### TEXT UNDER STUDY
---------------
And yet I don’t know.  It ends up being more about Helo’s journey than any of the Saggitarons’, even Dee’s or Zarek’s, and so it ends up being the white Caprican savior who’s important in the story of oppression.  And that’s unfortunate.  (Interesting spin on this of course is that Tahmoh Penikett has deep roots in the White River First Nation.)  It is a wonderful episode for him, though.  We finally see that he does step back and doubt himself and worry about his place in the crew and question his ideals, and that’s important to keep him from being solely an annoying shit.  His ideals are far more credible when they’re hard-earned this way.  And we know that the brass really doesn’t have a whole lot of reason to give him the benefit of the doubt, not so much because he married Sharon but because he helped her re-upload herself onto a Cylon ship recently.  His faith in her ended up to be proven well-founded, but those subconscious seeds of doubt stick around for a while.  And in general.  Tahmoh.  Holy shit.  He's so great this season.
---------------
### EXERCISE DATA
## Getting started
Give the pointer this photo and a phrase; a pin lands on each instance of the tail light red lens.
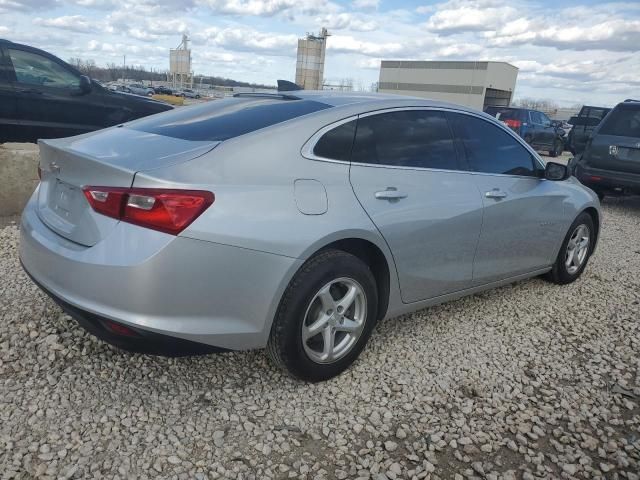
---------------
### WORK ORDER A
In the commentary on Helo's episode, what recent action of Helo's gives the brass little reason to give him the benefit of the doubt?
### WORK ORDER B
Continue the commentary on Helo's episode from its final sentence.

### ANSWER AREA A
He helped Sharon re-upload herself onto a Cylon ship.

### ANSWER AREA B
Unsure what the fallout from this episode will be with the Saggitarons.  OTOH their fears of doctors and resentments of Capricans have been brutally confirmed by Roberts, but they’ve also had the opportunity to see with their own eyes that Helo, Cottle, and Tigh do eventually stop allowing it.

Public health isn’t the only civil problem raised in this episode, though.  “This trial is going to bring this fleet down.”  Zarek has jumped completely on his position of power.  He’d know about off-the-wall political unrest, seeing as how he spent his whole life before this formenting it.  Of course he is terrified.  If anyone still thinks of him, they either think he’s a sell-out or a terrorist hiding in plain sight.  He doesn’t offer Roslin any particular insight she might be able to use, though, just tries to convince her that her ideas are dangerous.

I actually expected to hear more from him this episode, since we met him as the voice of Saggitaron extremism.  It would be especially interesting given his avowed secularism to hear him claim his Saggitaron identity while still arguing on the side of science as we know he has and would.  (How are the Saggitarons suddenly pacifist “religious freaks” when Zarek had such good press among them?  And I thought the Geminons were the super-religious ones?)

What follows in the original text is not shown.